# Task goal:
Print only the line with "For practice, label the distant rock" and the lines after it, ending with the last line of the material, each exactly as it stands.

# Material for this exercise:

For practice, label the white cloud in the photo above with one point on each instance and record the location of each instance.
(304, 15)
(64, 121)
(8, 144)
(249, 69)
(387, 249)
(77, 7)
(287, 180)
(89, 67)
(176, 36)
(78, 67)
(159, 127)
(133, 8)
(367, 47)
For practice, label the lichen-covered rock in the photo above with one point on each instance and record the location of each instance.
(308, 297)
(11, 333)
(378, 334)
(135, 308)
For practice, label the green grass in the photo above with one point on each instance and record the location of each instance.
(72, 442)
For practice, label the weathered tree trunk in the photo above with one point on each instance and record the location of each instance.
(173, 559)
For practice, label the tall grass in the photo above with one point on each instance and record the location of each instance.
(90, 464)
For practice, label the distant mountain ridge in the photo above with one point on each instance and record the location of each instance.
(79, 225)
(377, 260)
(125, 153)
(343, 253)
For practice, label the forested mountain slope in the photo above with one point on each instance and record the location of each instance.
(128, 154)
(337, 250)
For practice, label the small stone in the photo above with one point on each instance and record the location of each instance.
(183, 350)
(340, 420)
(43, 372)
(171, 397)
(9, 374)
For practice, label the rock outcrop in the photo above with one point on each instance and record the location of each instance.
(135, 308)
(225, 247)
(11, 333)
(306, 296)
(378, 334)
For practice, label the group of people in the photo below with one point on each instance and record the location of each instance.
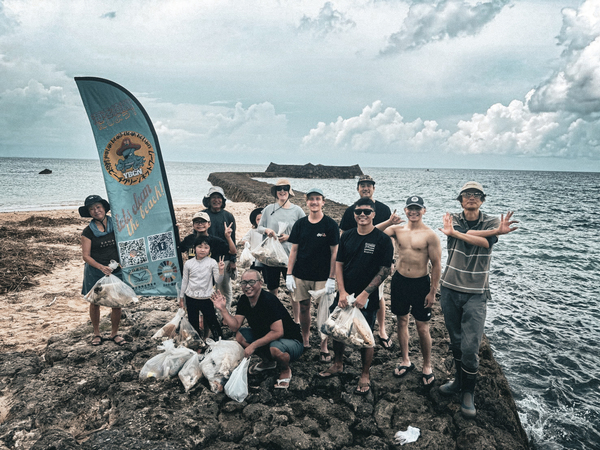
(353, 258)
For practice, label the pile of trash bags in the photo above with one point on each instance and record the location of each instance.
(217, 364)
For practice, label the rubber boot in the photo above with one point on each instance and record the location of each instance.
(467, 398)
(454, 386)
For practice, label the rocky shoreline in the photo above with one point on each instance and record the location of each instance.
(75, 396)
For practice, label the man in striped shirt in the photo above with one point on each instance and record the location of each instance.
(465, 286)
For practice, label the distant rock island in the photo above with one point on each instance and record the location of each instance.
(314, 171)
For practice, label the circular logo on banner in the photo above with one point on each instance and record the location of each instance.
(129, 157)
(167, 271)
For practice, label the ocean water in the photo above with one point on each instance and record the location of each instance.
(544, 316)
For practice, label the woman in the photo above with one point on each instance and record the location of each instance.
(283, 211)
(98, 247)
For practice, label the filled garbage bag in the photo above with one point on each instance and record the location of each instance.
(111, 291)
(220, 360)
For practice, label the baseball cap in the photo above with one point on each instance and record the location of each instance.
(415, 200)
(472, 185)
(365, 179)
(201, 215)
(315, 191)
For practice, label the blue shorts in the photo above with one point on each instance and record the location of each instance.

# Expected output:
For practice, label the distant rock island in the photo above with one point on each instance and record the location of each instance.
(314, 171)
For practice, label the circular logo on banner in the photo above with one point on each instance and record the location of each instance.
(129, 157)
(167, 271)
For practice, label the ocean water in the photo above with one point on each instance and record the location of each instance.
(544, 316)
For practice, label the woman in the photo above with one point on each instance and record the location of each instance.
(283, 211)
(98, 247)
For practice, label the filled garbage bag in the photo above with one point on each instance and record the location of each instance.
(111, 291)
(220, 360)
For practice, label the baseball cap in the photo above with one point on each instance and record the location of each instance.
(415, 200)
(472, 185)
(365, 179)
(201, 215)
(315, 191)
For practice, label the blue shorts in the photo above with one point on each instance and record the location of each instance.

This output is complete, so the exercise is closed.